- _TASK INPUT_:
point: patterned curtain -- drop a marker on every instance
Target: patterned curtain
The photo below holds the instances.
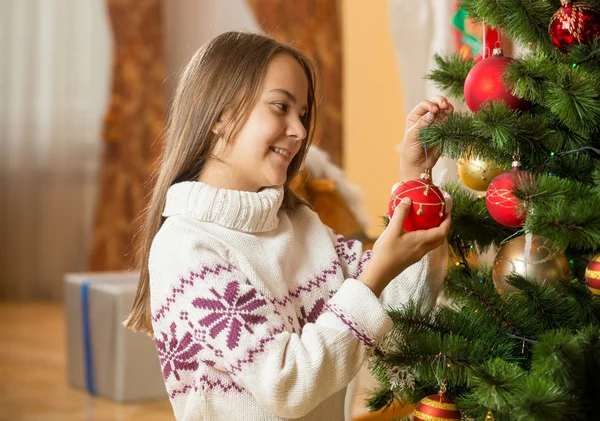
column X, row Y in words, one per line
column 132, row 130
column 313, row 26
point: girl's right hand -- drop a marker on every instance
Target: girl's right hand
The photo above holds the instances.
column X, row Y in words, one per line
column 395, row 250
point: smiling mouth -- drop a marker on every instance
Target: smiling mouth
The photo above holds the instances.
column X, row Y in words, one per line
column 286, row 154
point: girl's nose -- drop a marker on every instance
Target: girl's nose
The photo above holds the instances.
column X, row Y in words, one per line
column 296, row 129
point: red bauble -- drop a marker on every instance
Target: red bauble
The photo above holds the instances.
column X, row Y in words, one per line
column 592, row 275
column 484, row 83
column 428, row 204
column 572, row 24
column 436, row 407
column 501, row 203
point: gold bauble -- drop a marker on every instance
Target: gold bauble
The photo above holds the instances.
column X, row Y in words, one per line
column 547, row 264
column 476, row 173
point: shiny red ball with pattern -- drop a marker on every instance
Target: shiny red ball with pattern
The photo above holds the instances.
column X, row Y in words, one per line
column 572, row 24
column 428, row 204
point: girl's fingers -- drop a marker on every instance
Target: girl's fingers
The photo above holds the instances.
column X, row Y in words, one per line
column 441, row 101
column 420, row 110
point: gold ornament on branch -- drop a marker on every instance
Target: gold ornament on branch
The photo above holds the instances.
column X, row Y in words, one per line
column 538, row 259
column 476, row 173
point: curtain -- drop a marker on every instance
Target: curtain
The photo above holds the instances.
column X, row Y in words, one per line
column 54, row 80
column 132, row 131
column 313, row 26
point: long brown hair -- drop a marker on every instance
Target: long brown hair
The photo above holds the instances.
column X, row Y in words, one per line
column 226, row 72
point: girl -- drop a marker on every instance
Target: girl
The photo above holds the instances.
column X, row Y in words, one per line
column 258, row 310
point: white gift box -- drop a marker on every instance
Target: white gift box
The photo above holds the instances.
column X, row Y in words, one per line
column 104, row 357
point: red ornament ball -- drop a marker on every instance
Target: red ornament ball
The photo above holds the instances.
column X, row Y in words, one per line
column 436, row 407
column 428, row 204
column 573, row 23
column 592, row 275
column 501, row 203
column 484, row 84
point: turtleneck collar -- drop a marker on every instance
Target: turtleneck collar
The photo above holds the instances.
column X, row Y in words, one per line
column 239, row 210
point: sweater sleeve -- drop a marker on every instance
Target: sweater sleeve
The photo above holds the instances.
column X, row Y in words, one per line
column 214, row 315
column 421, row 281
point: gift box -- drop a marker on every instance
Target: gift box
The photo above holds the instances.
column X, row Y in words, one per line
column 104, row 357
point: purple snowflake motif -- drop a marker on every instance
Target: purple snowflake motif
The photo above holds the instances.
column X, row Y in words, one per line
column 313, row 315
column 232, row 311
column 177, row 353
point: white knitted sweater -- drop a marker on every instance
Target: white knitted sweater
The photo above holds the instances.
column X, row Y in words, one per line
column 257, row 312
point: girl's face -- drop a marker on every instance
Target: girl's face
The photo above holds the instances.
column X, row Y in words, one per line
column 261, row 152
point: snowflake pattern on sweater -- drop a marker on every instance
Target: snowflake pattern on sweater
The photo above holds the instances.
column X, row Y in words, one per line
column 261, row 317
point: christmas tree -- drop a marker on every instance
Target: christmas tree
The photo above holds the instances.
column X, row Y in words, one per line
column 520, row 337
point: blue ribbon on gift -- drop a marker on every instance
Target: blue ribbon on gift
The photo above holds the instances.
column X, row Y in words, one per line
column 87, row 342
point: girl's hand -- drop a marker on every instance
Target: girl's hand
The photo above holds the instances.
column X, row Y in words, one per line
column 395, row 250
column 413, row 161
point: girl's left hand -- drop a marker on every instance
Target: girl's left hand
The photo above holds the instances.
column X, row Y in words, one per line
column 413, row 161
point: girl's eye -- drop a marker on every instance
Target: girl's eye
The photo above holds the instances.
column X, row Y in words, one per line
column 281, row 105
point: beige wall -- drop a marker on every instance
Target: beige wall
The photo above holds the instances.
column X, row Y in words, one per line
column 373, row 110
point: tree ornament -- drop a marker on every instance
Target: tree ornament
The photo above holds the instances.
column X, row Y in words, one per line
column 537, row 258
column 592, row 275
column 476, row 173
column 490, row 416
column 572, row 24
column 484, row 84
column 428, row 204
column 500, row 201
column 436, row 407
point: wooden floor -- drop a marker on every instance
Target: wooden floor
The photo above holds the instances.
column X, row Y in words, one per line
column 33, row 380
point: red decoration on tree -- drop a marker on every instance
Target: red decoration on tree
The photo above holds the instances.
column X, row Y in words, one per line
column 428, row 204
column 572, row 24
column 501, row 203
column 484, row 83
column 436, row 407
column 592, row 275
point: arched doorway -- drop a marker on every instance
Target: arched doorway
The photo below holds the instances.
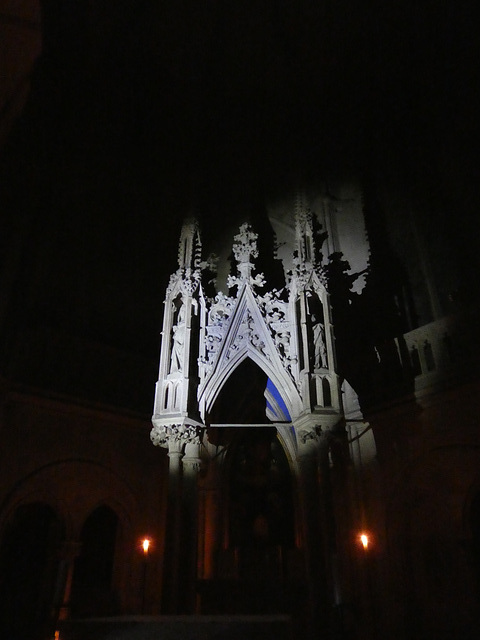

- _INSTRUCTIONS TO FOLLOW_: Could you write out all of the data above again, changing every "drop a marker" to "place a pin" and keeping everything else the same? Leave the pictures out of your answer.

- _WRITTEN RESPONSE_:
point: patterned curtain -- place a pin on every instance
Target: patterned curtain
The photo below holds the instances.
column X, row Y in words, one per line
column 132, row 130
column 313, row 26
point: girl's right hand -- place a pin on every instance
Target: girl's right hand
The photo above holds the instances.
column X, row Y in words, one per line
column 395, row 250
point: smiling mouth -- place a pin on every instance
Target: smiling mouth
The photo above holds the instances.
column X, row Y in words, one per line
column 286, row 154
point: girl's nose -- place a pin on every instance
Target: girl's nose
The photo above holds the instances.
column X, row Y in words, one per line
column 296, row 129
point: red bauble -- place a pin on every instance
Target: red bauble
The photo above holds the instances.
column X, row Y in words, one per line
column 592, row 275
column 484, row 83
column 428, row 204
column 572, row 24
column 436, row 407
column 501, row 203
point: gold bauble -- place a pin on every instance
Target: gold bauble
The photo above holds the instances.
column X, row Y in words, one per line
column 547, row 264
column 476, row 173
point: shiny red ball with pattern -- place a pin on every instance
Target: shiny red ball with pattern
The photo above holds the instances.
column X, row Y in words, one per line
column 572, row 24
column 428, row 204
point: girl's fingers -- place a pin on every instance
Target: girl's fingers
The photo above holds the instances.
column X, row Y in words, one per line
column 441, row 101
column 420, row 110
point: gold ornament on branch -- place a pin on every instance
Target: gold ornament on branch
The photo above holds the instances.
column X, row Y in words, one per line
column 538, row 259
column 476, row 173
point: curtain -- place a pin on every instance
Target: curtain
The photo above holds the instances.
column X, row Y in words, one per line
column 54, row 80
column 132, row 131
column 313, row 26
point: long brown hair -- place a pin on every instance
Target: long brown hair
The photo above holds the instances.
column X, row Y in words, one per line
column 226, row 72
point: girl -- place a pin on every instance
Target: girl
The photo above holds the instances.
column X, row Y in words, one per line
column 258, row 310
point: white gift box -- place a pin on every instance
Target: white gift box
The photo above holds the instances.
column X, row Y in words, one per line
column 104, row 357
point: red ornament ball -- place a pin on every instance
Target: red ornament ball
The photo above holds the instances.
column X, row Y in words, one per line
column 436, row 407
column 428, row 204
column 573, row 23
column 592, row 275
column 501, row 203
column 484, row 84
point: turtleneck collar -- place a pin on every instance
Target: turtleneck collar
The photo above holds the instances.
column X, row Y in words, one per line
column 239, row 210
point: sweater sleeve -- place a pin on every instance
Target: sweater sleeve
The photo above holds the instances.
column X, row Y in words, one per line
column 214, row 315
column 421, row 281
point: gift box -- place a pin on every instance
Target: gift box
The photo above holds the instances.
column X, row Y in words, one per line
column 104, row 357
point: purple snowflake motif -- place a pin on every instance
Target: purple snowflake motif
The photo above holds the instances.
column X, row Y in words, one per line
column 313, row 315
column 232, row 311
column 177, row 353
point: white knitted sweater -- place a pin on every instance
Target: white knitted sweater
The photo above holds the instances.
column X, row Y in words, one per line
column 257, row 312
point: girl's face -- place a pin on every instance
Target: girl's face
The photo above holds the instances.
column X, row Y in words, one per line
column 261, row 152
point: snowflake pattern on sweater -- place a pin on every instance
Target: snowflake pattern on sweater
The photo above holds the instances.
column X, row Y in words, one per line
column 261, row 317
point: christmas tree -- place a pin on every instance
Target: christmas tree
The photo above holds the instances.
column X, row Y in words, one per line
column 520, row 337
point: blue ribbon on gift -- place a pin on every instance
Target: blue ribbon on gift
The photo above holds the instances.
column X, row Y in words, one per line
column 87, row 342
point: girl's hand -- place a pin on every instance
Target: girl's hand
The photo above holds the instances.
column X, row Y in words, one per line
column 395, row 250
column 413, row 161
point: girl's left hand -- place a pin on every instance
Target: girl's left hand
The photo above holds the instances.
column X, row Y in words, one per line
column 413, row 161
point: girl's eye -- place a pin on every instance
Target: girl's eye
The photo above holds the instances.
column X, row Y in words, one per line
column 281, row 105
point: beige wall -- place a pin on every instance
Target: beige wall
The photo above holds the instances.
column X, row Y in words, one per line
column 373, row 110
point: tree ornament -- place a pin on every instance
Target: tree ornament
The photo above holds the instances.
column X, row Y in words, one per line
column 537, row 258
column 592, row 275
column 476, row 173
column 490, row 416
column 572, row 24
column 484, row 84
column 428, row 204
column 500, row 201
column 436, row 407
point: wooden floor -- place a pin on every instance
Target: wooden floor
The photo above holds the instances.
column X, row Y in words, one per line
column 33, row 380
point: red decoration on tree -- place a pin on every instance
Target: red decoration on tree
The photo above holds the instances.
column X, row Y in words, one per line
column 428, row 204
column 572, row 24
column 501, row 203
column 484, row 83
column 436, row 407
column 592, row 275
point: arched doorway -- place a pin on every instance
Target: arched doorway
The photo below holds the instances.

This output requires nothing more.